BEGIN Given data

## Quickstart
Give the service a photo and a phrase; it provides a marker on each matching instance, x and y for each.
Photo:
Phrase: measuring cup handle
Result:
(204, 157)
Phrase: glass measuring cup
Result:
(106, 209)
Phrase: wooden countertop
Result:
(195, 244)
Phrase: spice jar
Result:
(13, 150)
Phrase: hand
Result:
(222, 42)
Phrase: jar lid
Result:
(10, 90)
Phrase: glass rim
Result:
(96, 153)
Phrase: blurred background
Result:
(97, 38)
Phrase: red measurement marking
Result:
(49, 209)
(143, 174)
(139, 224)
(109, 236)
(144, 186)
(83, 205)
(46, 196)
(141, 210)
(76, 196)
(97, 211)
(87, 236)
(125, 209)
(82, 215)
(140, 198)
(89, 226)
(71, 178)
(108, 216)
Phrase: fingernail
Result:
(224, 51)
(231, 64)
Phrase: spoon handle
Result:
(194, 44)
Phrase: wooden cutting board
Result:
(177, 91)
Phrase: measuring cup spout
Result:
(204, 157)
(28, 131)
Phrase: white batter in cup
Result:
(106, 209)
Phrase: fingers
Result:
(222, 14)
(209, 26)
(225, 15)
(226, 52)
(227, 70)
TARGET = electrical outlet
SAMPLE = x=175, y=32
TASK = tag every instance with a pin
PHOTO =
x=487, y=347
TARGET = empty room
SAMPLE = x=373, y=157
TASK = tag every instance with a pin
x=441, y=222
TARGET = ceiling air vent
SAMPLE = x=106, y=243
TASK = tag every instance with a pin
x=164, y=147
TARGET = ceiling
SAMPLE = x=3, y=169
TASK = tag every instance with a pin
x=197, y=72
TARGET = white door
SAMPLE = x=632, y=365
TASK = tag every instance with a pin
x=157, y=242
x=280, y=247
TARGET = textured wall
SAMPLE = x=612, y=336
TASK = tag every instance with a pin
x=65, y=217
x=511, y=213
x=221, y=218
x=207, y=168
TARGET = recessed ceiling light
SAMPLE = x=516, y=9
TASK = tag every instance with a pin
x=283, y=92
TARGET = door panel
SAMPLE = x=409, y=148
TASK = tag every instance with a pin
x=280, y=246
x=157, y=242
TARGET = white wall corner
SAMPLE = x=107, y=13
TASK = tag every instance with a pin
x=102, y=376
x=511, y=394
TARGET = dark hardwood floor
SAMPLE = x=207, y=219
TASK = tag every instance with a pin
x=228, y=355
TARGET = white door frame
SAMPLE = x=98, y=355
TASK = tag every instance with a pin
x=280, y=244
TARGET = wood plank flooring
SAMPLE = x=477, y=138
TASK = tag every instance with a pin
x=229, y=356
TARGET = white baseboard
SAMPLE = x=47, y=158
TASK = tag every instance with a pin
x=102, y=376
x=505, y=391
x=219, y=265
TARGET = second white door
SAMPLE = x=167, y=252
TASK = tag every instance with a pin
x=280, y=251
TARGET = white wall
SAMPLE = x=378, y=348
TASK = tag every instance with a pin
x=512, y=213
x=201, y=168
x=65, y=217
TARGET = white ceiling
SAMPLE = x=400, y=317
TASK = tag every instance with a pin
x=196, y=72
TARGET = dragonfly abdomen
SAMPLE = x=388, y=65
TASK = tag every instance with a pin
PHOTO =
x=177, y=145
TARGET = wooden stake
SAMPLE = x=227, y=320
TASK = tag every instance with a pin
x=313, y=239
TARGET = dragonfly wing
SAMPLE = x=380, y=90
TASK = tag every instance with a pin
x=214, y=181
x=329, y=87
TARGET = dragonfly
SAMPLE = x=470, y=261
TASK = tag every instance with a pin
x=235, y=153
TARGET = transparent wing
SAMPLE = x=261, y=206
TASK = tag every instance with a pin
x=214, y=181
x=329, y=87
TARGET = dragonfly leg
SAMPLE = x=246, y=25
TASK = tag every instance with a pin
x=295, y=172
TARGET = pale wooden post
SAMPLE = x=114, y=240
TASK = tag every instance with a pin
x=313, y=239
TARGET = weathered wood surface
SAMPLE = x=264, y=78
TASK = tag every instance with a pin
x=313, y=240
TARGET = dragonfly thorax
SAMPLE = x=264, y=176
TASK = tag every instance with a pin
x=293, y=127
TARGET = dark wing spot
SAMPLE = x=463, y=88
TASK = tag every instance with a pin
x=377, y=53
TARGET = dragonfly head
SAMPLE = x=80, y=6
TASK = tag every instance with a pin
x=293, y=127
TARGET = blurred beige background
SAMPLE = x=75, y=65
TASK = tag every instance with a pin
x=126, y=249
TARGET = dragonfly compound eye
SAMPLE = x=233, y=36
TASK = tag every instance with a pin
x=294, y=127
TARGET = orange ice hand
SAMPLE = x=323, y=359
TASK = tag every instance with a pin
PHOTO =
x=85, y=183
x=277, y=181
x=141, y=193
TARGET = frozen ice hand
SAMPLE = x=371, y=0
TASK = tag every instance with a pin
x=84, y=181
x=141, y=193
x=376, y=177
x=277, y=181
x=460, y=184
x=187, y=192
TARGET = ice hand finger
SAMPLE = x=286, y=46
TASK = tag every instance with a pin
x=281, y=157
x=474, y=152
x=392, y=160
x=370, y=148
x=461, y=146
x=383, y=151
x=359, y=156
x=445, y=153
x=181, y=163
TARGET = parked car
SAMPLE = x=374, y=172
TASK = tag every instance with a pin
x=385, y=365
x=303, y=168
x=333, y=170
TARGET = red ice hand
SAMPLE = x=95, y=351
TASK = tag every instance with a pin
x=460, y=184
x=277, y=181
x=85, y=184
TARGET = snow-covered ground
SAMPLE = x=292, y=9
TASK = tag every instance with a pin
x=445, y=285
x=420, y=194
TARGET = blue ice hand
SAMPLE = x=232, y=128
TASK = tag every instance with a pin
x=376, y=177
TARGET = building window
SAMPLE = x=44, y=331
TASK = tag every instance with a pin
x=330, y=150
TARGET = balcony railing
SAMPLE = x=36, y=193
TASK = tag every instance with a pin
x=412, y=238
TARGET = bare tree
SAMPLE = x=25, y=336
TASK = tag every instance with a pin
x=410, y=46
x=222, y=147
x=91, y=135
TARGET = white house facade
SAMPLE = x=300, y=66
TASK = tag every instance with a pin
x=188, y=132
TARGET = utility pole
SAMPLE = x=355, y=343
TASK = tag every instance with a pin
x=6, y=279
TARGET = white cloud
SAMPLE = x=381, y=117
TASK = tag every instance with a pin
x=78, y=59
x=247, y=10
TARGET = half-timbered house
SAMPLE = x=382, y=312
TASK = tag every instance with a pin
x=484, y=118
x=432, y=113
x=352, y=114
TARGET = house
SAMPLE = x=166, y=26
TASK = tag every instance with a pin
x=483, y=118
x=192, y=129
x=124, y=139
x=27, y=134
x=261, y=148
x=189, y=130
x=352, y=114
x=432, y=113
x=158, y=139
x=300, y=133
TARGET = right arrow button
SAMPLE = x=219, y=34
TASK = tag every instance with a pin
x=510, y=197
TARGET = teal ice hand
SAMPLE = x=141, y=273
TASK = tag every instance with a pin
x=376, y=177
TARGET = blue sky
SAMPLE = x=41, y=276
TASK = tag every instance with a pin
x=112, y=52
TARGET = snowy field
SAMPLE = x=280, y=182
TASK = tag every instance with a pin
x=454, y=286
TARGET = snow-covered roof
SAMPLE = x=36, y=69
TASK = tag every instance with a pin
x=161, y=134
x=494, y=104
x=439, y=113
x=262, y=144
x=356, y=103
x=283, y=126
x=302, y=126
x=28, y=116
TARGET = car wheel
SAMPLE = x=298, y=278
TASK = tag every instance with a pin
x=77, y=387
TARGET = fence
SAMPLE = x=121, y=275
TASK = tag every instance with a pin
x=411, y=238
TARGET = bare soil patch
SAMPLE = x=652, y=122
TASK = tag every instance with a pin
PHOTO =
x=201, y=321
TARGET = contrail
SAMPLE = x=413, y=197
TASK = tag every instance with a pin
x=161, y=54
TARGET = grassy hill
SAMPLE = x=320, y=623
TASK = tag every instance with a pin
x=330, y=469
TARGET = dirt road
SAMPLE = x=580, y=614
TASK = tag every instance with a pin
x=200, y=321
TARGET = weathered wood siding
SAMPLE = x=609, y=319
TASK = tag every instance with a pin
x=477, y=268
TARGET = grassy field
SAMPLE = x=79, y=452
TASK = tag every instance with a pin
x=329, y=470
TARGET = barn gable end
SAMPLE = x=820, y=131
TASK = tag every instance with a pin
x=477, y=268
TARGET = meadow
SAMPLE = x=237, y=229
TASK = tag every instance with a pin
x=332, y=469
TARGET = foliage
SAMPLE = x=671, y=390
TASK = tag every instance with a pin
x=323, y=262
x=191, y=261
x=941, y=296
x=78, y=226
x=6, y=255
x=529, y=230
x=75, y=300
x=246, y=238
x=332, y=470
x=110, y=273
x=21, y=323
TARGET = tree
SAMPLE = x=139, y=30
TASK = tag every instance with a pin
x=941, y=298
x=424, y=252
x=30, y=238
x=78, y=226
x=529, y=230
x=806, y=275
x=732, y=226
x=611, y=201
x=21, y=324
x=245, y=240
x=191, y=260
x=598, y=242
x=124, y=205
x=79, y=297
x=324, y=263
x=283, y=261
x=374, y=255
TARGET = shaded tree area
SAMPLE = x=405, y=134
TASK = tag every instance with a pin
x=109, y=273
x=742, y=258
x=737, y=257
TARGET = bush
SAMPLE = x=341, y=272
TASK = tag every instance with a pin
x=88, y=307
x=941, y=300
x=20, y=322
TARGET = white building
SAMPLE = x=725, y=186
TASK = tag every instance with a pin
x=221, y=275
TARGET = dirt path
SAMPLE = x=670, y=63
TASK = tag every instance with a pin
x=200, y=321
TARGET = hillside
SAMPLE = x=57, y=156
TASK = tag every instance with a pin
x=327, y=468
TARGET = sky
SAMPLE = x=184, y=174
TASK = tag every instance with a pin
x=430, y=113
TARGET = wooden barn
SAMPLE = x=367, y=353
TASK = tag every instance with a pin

END Given data

**Prompt:**
With the line holding "TARGET = balcony railing" as the first and the line holding "SAMPLE = x=381, y=117" as the last, set down that range of the entries above exactly, and nothing else.

**Solution to this problem:**
TARGET = balcony railing
SAMPLE = x=36, y=193
TASK = tag every instance with a pin
x=412, y=238
TARGET = bare tree
SAMPLE = x=25, y=336
TASK = tag every instance with a pin
x=410, y=46
x=222, y=147
x=91, y=135
TARGET = white house facade
SAMPLE = x=300, y=66
TASK = tag every instance with a pin
x=188, y=132
TARGET = utility pole
SAMPLE = x=355, y=343
TASK = tag every instance with a pin
x=6, y=279
TARGET = white cloud
SAMPLE = x=381, y=117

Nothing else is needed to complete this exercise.